Return the passage of the blog post about anonymous friends starting with "My curious friend" and going on through "on these pages.", copied word for word.
***** Document section
A loyal reader noted recently that I often tell stories about "my olde friend" or I begin a tale with "a friend of mine was going to the park the other day when.....".

My curious friend noted that I seemed to make most of my "friends" anonymous on my blog and she wondered if there was a reason for that. First, guilty as charged. I guess I should have used the O.J. mugshot here.

I do protect my sources and my friends by making most of my stories generic. I don't want to embarrass anyone in my little blog and quite frankly not everyone wants to be as 'out' as I make myself in my posts. In fact, this blog is a bit of an "outing experiment" for me. I have been protective of myself for most of my life. I don't tell stories about me and I haven't been personally in depth with most of my acquaintances. So for the past three years I have been slowly opening up on these pages.

When we wrote the Matusow book, we struggled with which names to keep and which to change. The obvious "I did some meth with _______" were easy changes, but the girlfriends and strippers were not always so obvious. At some point we got confused and didn't know if Kim was Kim or a pseudonym we had made up. It took us the better part of a three day weekend to get all the names straightened out and the guilty protected.
**********
***** Information provided
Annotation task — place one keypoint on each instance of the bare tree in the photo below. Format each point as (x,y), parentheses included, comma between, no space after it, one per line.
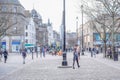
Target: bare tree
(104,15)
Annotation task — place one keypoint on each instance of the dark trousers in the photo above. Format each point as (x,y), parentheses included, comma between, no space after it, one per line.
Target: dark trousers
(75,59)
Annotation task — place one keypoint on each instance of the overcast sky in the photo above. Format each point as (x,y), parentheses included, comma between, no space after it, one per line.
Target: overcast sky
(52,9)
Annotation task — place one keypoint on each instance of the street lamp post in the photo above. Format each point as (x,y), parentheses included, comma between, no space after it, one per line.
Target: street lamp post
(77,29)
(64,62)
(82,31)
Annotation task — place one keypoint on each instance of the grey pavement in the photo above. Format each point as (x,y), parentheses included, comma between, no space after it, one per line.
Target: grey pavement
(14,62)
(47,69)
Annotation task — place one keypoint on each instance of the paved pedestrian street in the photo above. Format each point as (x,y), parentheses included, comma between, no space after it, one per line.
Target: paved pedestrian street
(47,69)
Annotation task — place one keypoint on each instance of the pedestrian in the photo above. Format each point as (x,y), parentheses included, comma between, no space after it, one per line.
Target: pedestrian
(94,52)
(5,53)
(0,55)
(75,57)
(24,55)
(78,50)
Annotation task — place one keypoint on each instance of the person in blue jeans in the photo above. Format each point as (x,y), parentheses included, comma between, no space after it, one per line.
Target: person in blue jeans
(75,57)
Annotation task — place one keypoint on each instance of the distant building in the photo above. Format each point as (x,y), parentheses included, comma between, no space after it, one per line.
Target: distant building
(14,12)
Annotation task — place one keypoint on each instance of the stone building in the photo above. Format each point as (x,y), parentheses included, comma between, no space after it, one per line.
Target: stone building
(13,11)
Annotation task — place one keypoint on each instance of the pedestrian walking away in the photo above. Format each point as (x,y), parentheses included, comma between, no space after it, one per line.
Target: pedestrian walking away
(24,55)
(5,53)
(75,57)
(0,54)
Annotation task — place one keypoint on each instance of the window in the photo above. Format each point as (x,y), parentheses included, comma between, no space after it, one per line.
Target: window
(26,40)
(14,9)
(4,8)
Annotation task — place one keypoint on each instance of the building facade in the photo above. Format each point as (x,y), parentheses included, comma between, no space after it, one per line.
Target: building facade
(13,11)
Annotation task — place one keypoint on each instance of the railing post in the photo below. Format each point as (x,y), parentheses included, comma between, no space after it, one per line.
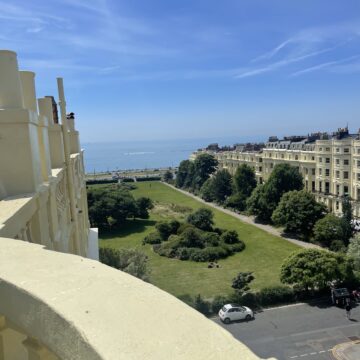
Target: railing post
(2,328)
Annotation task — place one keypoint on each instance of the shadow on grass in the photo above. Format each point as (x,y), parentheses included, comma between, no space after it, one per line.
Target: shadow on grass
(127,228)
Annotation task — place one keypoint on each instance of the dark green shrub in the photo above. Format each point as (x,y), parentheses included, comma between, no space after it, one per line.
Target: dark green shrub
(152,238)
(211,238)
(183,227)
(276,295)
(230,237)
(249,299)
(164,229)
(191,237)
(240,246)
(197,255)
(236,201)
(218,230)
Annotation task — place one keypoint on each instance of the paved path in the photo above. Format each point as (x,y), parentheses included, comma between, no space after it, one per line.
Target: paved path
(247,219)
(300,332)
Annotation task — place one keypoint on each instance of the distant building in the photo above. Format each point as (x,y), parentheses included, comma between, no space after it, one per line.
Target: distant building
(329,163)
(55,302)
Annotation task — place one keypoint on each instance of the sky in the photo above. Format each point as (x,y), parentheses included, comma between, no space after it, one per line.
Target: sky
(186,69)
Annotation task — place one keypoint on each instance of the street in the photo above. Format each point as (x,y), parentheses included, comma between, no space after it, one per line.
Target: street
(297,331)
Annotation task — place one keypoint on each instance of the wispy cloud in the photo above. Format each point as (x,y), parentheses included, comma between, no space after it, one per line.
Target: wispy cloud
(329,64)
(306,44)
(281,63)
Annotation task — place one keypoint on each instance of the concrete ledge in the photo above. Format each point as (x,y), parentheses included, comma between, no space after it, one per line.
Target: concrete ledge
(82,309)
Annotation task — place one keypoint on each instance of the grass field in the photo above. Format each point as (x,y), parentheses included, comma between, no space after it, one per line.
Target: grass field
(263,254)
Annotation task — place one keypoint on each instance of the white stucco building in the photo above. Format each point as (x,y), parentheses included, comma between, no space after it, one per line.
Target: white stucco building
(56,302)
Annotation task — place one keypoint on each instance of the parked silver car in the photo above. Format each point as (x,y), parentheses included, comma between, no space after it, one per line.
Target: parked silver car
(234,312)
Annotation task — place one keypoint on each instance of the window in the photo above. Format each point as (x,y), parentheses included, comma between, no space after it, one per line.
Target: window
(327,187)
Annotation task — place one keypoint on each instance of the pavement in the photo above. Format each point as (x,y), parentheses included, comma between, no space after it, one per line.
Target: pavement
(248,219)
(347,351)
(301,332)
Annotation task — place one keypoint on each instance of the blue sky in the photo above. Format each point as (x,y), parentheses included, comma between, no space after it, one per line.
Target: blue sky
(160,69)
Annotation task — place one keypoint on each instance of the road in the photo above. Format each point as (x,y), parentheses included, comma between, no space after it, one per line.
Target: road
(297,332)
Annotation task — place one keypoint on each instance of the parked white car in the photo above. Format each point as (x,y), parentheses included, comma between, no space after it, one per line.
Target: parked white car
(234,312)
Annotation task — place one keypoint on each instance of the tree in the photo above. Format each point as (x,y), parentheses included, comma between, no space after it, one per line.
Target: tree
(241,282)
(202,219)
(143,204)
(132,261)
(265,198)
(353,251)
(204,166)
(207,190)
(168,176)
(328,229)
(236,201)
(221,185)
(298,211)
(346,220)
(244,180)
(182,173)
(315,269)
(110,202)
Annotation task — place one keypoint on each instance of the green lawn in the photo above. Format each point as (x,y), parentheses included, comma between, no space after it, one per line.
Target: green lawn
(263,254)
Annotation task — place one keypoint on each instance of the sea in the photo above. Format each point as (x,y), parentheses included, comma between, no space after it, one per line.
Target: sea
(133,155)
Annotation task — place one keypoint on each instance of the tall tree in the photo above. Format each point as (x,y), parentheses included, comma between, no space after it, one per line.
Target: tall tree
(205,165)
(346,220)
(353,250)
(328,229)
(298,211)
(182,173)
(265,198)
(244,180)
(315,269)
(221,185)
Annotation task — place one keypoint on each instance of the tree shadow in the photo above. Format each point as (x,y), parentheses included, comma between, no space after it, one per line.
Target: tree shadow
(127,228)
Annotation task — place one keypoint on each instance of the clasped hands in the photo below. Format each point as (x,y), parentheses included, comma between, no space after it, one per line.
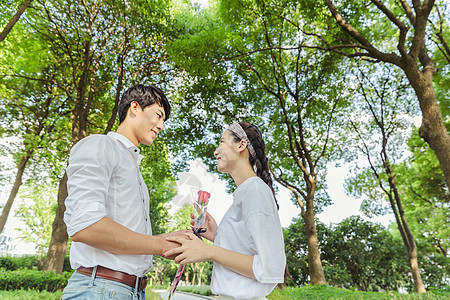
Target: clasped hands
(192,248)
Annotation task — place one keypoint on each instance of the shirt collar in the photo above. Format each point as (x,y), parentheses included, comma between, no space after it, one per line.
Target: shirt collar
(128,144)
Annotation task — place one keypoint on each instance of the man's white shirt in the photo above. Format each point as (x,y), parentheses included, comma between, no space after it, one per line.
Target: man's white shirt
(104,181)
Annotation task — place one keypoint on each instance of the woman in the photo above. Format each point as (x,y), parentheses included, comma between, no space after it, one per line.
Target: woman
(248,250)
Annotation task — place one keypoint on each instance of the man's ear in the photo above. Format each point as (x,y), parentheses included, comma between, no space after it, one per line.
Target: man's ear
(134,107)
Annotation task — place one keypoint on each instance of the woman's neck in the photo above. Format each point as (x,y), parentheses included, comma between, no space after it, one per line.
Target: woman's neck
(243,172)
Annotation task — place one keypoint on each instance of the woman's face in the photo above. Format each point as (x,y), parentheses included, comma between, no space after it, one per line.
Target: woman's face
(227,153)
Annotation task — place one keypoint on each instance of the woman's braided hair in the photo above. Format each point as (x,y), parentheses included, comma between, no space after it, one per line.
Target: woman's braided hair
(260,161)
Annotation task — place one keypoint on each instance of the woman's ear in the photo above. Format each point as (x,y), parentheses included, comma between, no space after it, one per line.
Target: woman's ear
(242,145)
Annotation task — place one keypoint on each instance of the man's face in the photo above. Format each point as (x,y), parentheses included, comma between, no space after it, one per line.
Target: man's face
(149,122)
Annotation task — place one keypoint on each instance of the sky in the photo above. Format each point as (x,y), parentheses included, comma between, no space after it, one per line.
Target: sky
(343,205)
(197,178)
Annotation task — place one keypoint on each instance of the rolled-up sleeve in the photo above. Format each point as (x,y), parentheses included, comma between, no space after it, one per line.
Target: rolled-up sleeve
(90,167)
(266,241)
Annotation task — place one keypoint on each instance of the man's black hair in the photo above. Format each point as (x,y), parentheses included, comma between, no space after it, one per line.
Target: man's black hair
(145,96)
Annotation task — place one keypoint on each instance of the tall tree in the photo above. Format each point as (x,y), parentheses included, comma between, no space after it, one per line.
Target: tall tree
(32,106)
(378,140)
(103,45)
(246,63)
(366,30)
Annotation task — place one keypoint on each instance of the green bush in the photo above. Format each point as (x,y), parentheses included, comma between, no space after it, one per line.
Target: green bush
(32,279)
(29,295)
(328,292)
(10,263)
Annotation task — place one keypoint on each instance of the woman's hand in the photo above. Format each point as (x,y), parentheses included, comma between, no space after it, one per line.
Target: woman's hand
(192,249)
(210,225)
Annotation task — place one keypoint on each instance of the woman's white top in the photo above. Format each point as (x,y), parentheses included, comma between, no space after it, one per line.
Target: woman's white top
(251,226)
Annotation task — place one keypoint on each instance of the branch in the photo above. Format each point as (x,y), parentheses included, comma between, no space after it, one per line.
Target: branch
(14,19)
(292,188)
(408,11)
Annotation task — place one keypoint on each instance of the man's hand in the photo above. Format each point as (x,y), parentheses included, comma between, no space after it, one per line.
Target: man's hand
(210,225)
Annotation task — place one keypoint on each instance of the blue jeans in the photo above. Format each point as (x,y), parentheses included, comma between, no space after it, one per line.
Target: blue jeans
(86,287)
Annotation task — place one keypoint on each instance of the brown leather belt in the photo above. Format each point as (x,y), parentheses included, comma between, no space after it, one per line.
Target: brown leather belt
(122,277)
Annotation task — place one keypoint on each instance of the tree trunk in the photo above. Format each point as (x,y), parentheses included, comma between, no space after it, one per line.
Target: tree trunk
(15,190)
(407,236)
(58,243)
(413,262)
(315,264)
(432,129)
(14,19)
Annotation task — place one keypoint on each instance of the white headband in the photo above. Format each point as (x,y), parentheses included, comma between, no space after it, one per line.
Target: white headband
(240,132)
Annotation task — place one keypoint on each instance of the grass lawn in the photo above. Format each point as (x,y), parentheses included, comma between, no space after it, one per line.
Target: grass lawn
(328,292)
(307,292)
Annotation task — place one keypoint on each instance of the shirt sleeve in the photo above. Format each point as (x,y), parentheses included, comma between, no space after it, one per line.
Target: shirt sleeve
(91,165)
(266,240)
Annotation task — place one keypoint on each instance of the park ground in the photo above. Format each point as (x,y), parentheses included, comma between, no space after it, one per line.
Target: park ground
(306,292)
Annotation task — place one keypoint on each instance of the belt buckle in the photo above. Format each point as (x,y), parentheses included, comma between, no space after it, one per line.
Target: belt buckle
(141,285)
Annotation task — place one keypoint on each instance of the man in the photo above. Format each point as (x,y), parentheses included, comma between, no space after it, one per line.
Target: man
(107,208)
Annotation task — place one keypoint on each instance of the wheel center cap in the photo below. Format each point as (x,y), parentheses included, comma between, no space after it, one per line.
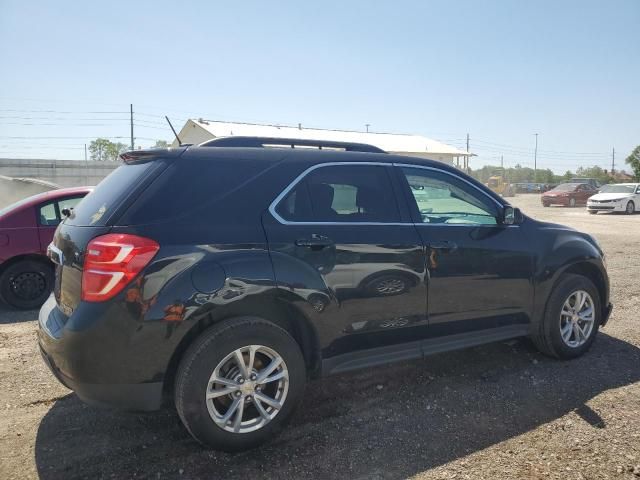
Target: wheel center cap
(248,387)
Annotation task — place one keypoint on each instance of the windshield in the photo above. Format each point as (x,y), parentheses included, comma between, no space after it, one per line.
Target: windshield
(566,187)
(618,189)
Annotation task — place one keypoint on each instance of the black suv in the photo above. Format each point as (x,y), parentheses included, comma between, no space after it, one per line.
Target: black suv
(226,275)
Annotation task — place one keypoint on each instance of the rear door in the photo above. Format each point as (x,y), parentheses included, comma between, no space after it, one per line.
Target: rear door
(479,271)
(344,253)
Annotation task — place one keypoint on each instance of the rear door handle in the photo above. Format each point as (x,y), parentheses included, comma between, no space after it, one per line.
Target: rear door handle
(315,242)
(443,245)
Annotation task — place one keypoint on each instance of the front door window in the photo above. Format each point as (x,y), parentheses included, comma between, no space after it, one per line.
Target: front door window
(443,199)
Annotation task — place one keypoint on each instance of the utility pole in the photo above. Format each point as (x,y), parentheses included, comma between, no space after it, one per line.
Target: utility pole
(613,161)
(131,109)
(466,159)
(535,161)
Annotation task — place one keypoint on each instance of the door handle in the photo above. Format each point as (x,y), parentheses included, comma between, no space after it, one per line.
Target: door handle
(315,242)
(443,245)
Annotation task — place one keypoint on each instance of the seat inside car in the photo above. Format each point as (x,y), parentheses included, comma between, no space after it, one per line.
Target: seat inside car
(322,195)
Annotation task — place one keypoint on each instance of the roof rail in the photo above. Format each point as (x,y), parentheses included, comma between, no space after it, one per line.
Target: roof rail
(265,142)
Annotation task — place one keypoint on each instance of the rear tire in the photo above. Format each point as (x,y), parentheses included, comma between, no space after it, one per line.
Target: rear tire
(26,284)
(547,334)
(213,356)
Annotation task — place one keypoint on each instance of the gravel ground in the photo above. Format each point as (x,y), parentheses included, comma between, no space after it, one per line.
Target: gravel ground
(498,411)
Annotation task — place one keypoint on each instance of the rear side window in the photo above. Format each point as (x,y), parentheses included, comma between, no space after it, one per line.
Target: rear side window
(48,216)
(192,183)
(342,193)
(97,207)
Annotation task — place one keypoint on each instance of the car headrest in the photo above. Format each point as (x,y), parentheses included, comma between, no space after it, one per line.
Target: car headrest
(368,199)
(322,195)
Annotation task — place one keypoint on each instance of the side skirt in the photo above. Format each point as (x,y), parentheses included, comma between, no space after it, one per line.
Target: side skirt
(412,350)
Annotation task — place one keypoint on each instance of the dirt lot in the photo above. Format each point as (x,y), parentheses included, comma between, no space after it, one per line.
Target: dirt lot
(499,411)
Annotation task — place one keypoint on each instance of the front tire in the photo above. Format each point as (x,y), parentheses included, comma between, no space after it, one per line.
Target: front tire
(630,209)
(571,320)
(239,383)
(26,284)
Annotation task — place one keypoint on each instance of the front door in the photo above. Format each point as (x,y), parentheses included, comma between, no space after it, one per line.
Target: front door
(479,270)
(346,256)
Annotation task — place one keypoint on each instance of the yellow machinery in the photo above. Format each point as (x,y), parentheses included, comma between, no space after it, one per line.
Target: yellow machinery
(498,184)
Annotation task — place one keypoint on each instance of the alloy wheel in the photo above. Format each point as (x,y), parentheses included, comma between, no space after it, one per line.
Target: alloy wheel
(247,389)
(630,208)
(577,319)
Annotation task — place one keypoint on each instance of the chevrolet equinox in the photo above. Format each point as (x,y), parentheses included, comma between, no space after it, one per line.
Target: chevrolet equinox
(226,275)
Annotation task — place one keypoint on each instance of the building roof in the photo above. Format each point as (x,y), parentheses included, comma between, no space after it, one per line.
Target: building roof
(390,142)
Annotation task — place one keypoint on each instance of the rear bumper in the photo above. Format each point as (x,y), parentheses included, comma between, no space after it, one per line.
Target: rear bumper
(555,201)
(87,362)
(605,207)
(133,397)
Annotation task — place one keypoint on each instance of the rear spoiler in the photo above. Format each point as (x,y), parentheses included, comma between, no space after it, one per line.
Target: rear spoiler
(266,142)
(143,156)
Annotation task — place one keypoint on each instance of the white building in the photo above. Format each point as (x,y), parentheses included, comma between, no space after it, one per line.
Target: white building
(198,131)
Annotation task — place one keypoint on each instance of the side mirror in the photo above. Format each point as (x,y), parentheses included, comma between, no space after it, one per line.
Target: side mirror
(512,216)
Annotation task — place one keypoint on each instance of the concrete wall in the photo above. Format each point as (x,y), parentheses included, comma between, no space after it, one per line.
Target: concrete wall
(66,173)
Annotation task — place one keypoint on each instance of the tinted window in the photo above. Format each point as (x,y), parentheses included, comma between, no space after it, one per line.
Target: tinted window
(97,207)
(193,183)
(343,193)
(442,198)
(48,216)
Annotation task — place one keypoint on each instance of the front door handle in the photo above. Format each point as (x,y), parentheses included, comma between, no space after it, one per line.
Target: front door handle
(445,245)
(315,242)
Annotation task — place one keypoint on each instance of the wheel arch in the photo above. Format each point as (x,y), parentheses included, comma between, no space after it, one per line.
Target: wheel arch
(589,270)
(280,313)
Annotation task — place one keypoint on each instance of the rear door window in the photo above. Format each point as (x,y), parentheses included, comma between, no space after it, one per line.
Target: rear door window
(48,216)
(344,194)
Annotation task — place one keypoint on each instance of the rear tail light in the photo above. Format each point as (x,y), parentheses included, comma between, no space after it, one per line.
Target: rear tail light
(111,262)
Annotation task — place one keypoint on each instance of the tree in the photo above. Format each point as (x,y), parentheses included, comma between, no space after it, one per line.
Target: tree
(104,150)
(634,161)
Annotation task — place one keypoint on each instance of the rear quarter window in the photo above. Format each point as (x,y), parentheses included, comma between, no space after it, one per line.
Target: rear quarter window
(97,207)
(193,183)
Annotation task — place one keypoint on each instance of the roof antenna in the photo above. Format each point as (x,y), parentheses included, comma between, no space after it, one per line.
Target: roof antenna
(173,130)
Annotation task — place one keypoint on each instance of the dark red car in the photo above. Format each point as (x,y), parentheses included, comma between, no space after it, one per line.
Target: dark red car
**********
■ Written reply ■
My curious friend noted that I seemed to make most of my "friends" anonymous on my blog and she wondered if there was a reason for that. First, guilty as charged. I guess I should have used the O.J. mugshot here.

I do protect my sources and my friends by making most of my stories generic. I don't want to embarrass anyone in my little blog and quite frankly not everyone wants to be as 'out' as I make myself in my posts. In fact, this blog is a bit of an "outing experiment" for me. I have been protective of myself for most of my life. I don't tell stories about me and I haven't been personally in depth with most of my acquaintances. So for the past three years I have been slowly opening up on these pages.